─── Data to use

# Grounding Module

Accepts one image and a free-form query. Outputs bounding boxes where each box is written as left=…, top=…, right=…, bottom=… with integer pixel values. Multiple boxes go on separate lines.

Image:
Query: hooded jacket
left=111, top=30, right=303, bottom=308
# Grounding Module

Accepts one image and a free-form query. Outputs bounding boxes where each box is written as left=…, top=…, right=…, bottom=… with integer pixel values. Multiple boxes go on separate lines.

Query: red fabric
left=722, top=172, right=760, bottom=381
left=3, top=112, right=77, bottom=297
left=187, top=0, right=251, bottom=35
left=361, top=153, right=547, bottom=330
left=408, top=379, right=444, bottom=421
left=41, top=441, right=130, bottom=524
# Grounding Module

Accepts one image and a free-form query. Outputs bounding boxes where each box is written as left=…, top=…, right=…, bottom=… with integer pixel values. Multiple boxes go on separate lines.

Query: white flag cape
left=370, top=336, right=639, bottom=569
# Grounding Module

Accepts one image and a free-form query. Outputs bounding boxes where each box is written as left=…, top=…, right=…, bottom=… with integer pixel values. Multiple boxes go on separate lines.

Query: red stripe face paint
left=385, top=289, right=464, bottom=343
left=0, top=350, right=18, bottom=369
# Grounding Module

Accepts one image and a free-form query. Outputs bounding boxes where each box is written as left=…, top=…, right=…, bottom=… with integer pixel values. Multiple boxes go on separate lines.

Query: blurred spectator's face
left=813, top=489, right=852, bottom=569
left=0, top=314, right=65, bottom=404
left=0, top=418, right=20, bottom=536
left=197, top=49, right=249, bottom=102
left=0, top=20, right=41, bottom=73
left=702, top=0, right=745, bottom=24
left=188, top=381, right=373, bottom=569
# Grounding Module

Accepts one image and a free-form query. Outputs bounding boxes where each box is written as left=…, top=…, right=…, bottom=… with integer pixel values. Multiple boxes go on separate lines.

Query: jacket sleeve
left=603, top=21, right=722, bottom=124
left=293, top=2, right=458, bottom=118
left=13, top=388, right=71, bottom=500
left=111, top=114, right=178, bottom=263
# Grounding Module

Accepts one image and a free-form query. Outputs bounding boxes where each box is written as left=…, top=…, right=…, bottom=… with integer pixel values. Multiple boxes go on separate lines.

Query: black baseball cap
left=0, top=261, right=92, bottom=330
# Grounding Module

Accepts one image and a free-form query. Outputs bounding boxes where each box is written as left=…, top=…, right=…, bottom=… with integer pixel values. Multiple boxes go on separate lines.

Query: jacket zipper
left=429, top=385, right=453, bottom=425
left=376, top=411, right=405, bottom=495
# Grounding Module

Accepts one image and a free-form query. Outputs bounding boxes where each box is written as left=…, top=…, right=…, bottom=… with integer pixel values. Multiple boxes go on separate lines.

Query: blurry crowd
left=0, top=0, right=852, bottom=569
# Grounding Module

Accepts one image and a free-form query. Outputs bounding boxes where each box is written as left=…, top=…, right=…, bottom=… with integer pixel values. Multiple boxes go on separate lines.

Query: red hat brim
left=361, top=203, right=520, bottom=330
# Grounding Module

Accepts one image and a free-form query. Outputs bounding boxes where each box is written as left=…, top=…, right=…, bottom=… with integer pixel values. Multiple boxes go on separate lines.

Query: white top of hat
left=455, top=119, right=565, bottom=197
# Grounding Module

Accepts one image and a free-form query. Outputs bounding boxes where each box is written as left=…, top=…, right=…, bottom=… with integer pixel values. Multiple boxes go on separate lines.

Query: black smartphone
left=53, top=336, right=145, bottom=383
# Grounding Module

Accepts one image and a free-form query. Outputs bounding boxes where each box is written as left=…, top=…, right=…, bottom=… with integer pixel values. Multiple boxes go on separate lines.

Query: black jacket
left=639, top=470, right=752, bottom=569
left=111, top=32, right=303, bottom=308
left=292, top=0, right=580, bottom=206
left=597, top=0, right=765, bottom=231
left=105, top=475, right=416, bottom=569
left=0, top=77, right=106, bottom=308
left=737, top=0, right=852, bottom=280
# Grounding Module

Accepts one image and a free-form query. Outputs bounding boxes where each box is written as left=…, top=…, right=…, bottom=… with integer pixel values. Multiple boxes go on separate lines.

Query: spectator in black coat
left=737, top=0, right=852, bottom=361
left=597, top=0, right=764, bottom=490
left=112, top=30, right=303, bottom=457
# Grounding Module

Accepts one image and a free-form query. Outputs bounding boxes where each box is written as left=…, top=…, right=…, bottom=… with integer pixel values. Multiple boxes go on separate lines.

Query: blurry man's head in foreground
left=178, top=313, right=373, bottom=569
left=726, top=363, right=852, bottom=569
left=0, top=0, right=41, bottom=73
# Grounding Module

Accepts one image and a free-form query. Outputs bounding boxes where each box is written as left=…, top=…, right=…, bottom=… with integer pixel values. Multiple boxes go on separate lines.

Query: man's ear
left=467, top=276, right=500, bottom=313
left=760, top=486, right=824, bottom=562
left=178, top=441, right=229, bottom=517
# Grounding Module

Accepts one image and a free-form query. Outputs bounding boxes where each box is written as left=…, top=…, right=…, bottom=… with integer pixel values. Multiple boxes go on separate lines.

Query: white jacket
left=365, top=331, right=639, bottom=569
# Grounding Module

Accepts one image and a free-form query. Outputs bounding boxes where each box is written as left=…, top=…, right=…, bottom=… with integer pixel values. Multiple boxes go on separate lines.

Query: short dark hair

──────

(Exercise) Copy out the listing above unchanged, everything from the start of the listing down through the line containing "left=41, top=441, right=130, bottom=524", including that line.

(Full answer)
# Grounding Module

Accepts one image and a free-form query. Outputs bounding boxes where each box is written as left=…, top=…, right=…, bottom=… with integer pixel values. Multiple boxes go on separate lines.

Image:
Query: hooded jacket
left=111, top=30, right=303, bottom=308
# Grounding Module

Accepts one image and a free-form query. Outputs bounding boxes where each box is written as left=…, top=…, right=…, bottom=… with integer pixel values. Multiple boxes go on separate lines.

Query: red fabric
left=722, top=172, right=760, bottom=381
left=3, top=112, right=77, bottom=297
left=187, top=0, right=251, bottom=35
left=361, top=153, right=547, bottom=330
left=408, top=379, right=444, bottom=421
left=41, top=441, right=130, bottom=524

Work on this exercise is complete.